SUPPLIED ENTRIES:

——————————

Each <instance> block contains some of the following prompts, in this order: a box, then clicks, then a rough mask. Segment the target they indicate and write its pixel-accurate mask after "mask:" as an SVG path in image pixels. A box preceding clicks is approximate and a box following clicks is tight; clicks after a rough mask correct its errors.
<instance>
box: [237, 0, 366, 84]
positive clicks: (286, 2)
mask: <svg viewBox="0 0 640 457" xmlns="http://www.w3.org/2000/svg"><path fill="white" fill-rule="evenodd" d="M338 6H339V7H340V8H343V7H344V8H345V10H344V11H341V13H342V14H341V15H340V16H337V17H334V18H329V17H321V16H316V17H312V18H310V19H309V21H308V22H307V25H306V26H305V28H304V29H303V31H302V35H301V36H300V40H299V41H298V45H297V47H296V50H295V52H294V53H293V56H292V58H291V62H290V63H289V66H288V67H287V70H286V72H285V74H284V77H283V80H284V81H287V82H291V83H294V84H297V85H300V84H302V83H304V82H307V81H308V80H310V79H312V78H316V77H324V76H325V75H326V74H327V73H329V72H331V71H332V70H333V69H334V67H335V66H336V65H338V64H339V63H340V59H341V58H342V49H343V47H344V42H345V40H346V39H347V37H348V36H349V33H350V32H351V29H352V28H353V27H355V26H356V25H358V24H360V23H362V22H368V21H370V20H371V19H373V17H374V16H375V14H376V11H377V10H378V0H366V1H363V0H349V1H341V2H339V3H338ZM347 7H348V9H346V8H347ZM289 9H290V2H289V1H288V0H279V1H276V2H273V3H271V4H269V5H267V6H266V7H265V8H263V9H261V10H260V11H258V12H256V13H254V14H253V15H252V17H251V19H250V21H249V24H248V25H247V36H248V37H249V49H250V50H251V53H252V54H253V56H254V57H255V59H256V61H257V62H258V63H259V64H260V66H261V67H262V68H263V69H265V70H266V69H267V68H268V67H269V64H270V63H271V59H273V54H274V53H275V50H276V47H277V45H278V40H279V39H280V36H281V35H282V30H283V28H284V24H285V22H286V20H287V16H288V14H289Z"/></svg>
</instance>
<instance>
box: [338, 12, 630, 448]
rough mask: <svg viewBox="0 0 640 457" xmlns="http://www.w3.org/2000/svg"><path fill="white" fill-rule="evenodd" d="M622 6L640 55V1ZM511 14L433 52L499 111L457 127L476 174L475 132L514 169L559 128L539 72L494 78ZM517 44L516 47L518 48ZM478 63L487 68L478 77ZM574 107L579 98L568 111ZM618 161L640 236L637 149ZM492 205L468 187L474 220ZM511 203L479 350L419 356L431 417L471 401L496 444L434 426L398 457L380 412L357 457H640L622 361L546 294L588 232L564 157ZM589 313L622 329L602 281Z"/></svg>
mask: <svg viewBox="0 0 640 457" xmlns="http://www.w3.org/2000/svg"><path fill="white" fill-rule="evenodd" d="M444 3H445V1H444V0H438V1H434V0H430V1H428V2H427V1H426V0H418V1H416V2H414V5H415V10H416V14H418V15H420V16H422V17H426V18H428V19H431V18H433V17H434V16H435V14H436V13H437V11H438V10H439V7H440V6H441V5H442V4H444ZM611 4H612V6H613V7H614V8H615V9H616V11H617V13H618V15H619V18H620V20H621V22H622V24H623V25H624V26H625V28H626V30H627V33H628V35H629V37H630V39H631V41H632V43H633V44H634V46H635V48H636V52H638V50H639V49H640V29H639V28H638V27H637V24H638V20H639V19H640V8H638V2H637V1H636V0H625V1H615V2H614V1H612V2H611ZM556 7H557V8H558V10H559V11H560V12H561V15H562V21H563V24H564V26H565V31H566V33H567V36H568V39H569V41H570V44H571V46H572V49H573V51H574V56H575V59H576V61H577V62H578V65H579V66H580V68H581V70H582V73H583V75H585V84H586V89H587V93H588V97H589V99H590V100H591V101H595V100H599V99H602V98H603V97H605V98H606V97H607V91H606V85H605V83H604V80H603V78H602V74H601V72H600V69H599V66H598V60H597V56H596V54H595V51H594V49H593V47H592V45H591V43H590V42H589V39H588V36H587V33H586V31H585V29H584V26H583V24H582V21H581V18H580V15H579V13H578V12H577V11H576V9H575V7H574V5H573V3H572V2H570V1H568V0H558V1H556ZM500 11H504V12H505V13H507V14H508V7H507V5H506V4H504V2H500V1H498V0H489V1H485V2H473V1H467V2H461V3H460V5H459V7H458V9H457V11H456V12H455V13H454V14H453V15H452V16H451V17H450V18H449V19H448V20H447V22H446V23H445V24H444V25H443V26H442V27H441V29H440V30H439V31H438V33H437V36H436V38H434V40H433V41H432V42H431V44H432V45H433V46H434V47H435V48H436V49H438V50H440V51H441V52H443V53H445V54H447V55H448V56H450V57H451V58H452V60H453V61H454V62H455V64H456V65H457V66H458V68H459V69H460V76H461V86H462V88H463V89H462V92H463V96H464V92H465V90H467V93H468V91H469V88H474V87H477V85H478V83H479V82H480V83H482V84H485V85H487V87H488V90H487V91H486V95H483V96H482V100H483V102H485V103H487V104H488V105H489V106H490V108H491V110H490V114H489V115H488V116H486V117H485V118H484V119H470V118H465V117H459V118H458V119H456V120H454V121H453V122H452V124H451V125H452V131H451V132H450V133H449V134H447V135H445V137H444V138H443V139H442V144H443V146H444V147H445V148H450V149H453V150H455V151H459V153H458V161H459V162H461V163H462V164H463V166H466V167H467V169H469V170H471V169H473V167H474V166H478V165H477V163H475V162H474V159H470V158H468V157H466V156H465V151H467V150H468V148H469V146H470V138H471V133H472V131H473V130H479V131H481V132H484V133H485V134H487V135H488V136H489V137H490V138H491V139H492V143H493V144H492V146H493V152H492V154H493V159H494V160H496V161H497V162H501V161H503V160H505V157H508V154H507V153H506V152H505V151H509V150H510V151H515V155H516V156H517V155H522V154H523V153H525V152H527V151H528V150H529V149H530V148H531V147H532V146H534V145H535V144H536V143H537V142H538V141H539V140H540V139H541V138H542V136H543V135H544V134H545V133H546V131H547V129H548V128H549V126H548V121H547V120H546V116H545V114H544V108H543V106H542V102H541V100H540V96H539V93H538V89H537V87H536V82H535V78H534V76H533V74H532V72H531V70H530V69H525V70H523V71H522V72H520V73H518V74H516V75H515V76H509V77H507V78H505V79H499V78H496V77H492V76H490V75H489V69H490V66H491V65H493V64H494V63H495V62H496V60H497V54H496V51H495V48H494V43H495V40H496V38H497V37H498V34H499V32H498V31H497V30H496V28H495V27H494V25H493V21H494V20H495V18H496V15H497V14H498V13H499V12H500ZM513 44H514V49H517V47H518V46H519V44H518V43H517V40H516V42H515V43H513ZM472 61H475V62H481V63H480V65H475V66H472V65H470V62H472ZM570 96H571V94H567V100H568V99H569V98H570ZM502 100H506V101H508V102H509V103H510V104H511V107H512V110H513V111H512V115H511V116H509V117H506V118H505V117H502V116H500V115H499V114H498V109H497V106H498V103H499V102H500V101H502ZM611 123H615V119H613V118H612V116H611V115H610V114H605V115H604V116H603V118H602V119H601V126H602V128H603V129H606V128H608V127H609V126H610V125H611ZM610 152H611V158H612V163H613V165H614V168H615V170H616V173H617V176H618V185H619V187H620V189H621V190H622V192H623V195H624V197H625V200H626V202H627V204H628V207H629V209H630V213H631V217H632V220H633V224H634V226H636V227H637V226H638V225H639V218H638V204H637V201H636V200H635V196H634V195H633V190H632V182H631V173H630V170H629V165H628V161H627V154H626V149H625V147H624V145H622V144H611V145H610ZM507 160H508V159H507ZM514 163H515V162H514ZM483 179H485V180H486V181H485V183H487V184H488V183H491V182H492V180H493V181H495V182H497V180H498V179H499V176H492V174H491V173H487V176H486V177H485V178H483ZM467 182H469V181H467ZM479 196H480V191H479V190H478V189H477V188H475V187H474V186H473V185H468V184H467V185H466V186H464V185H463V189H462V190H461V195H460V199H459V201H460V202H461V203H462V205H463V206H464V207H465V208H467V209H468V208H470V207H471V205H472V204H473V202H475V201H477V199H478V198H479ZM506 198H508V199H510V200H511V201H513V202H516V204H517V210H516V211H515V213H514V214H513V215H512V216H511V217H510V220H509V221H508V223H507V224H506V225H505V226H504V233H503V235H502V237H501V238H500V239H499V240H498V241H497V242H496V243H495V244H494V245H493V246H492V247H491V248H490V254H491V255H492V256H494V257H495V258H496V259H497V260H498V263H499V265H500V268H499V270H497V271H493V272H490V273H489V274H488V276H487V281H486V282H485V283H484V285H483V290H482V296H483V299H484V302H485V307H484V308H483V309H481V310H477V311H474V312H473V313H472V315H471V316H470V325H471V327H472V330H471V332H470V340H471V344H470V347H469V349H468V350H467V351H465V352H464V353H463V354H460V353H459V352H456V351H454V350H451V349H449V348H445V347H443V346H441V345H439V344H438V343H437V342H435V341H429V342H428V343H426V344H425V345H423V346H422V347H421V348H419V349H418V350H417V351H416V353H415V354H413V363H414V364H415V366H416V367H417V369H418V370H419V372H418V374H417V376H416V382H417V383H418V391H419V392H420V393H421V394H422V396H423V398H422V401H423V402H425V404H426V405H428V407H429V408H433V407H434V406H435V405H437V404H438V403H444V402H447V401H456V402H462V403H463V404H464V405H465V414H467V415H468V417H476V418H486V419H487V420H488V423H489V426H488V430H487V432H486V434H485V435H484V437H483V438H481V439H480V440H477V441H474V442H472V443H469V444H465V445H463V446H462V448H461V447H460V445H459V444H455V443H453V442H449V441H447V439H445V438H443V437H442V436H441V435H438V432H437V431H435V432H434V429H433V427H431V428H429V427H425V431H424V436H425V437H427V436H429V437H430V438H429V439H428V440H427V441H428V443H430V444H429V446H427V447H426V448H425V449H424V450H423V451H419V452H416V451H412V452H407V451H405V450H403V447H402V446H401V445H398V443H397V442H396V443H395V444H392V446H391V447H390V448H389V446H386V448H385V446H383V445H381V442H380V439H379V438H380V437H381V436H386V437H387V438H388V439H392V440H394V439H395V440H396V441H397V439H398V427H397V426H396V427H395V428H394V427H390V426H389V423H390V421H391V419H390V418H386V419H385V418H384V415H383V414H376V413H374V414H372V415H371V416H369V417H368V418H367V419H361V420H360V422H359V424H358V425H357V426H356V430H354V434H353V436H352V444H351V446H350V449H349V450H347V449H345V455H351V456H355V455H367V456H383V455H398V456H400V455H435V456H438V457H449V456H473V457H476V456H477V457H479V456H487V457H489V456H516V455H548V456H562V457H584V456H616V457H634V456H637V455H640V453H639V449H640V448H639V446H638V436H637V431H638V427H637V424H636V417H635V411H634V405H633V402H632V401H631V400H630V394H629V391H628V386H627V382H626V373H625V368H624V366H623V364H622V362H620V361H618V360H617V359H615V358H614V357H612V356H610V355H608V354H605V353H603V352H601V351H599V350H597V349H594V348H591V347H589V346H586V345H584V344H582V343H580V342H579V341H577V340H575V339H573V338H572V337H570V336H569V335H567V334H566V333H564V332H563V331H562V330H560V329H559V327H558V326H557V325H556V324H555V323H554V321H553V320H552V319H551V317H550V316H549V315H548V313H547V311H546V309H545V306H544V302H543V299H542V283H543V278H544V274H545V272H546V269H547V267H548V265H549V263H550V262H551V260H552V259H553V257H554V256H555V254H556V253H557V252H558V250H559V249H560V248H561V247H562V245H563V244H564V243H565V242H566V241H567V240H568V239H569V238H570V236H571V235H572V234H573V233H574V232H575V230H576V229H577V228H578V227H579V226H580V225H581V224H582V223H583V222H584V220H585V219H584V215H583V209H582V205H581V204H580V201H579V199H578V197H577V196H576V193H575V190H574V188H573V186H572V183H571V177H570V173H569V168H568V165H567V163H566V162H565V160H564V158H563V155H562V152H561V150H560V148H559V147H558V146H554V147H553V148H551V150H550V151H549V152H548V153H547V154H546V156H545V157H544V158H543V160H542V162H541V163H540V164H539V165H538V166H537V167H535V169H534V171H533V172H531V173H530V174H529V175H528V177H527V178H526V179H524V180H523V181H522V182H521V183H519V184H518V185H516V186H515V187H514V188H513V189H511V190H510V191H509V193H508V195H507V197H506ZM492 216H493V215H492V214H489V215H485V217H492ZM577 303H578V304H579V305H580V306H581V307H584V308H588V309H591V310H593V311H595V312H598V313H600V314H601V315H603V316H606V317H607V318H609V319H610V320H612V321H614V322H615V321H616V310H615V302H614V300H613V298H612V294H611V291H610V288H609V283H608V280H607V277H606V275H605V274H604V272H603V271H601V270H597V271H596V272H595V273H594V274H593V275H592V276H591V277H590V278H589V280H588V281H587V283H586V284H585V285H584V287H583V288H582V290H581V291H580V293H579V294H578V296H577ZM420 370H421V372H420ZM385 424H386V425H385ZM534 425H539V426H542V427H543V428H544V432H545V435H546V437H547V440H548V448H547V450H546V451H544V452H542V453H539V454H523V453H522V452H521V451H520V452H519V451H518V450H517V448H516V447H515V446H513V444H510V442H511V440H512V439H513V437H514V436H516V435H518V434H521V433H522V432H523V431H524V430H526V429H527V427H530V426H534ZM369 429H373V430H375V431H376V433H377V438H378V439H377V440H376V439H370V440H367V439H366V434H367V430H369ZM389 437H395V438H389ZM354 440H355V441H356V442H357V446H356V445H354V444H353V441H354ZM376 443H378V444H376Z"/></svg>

——————————

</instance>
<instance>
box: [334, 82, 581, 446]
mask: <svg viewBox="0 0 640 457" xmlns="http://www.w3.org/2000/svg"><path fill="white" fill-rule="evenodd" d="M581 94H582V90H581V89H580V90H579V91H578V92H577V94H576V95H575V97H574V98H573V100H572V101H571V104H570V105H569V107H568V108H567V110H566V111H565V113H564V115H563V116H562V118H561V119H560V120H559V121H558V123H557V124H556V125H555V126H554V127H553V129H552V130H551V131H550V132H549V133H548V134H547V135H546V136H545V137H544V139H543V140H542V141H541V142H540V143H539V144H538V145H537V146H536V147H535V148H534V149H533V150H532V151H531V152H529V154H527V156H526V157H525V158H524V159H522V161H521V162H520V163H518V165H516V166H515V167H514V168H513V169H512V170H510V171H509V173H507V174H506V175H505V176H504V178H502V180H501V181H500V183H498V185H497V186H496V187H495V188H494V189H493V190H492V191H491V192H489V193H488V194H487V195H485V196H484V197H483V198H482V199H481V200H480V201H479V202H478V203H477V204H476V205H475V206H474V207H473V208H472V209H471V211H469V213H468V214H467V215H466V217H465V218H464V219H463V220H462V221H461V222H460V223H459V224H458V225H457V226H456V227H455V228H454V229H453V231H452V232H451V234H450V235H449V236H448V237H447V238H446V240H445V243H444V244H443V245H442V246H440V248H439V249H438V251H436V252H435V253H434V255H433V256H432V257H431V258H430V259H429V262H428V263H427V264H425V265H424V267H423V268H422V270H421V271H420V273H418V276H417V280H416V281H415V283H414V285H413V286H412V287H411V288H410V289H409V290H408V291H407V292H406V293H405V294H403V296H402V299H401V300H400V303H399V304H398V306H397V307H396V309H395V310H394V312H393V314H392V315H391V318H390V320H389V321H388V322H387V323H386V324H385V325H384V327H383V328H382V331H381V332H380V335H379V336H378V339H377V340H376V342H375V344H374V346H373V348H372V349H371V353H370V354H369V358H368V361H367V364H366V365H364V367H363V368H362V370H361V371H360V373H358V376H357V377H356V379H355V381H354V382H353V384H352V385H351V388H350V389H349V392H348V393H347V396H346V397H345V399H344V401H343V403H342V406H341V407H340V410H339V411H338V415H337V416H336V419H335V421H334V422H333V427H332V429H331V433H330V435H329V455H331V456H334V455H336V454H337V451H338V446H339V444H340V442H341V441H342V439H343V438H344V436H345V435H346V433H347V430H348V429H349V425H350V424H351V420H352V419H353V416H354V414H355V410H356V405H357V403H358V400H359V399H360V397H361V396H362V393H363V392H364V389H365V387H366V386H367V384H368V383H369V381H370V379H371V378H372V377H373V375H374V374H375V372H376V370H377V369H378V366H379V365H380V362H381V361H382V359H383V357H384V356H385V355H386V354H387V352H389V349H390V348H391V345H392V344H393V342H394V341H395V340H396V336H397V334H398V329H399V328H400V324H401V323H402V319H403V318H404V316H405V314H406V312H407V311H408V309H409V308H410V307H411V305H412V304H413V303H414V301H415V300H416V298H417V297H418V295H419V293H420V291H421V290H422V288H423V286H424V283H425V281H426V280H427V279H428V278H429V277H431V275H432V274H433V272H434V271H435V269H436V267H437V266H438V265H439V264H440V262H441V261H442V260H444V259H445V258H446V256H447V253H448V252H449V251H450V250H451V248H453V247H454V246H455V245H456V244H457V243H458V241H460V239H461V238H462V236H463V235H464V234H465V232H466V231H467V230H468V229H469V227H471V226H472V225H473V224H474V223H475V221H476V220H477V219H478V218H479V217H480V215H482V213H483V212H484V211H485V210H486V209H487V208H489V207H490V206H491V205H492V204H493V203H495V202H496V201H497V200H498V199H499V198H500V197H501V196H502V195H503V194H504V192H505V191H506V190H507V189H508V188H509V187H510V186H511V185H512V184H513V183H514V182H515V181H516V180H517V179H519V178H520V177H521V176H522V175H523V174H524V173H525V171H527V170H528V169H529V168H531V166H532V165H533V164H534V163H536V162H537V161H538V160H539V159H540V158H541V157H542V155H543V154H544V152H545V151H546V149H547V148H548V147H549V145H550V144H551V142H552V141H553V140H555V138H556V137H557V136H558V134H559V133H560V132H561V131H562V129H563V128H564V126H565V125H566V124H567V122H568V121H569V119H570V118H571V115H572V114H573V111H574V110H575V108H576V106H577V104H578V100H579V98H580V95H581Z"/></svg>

——————————

TASK OBJECTIVE: For the word "clicks", count the lines in the records that contain it. Give the number and no other words.

ANSWER SECTION: 2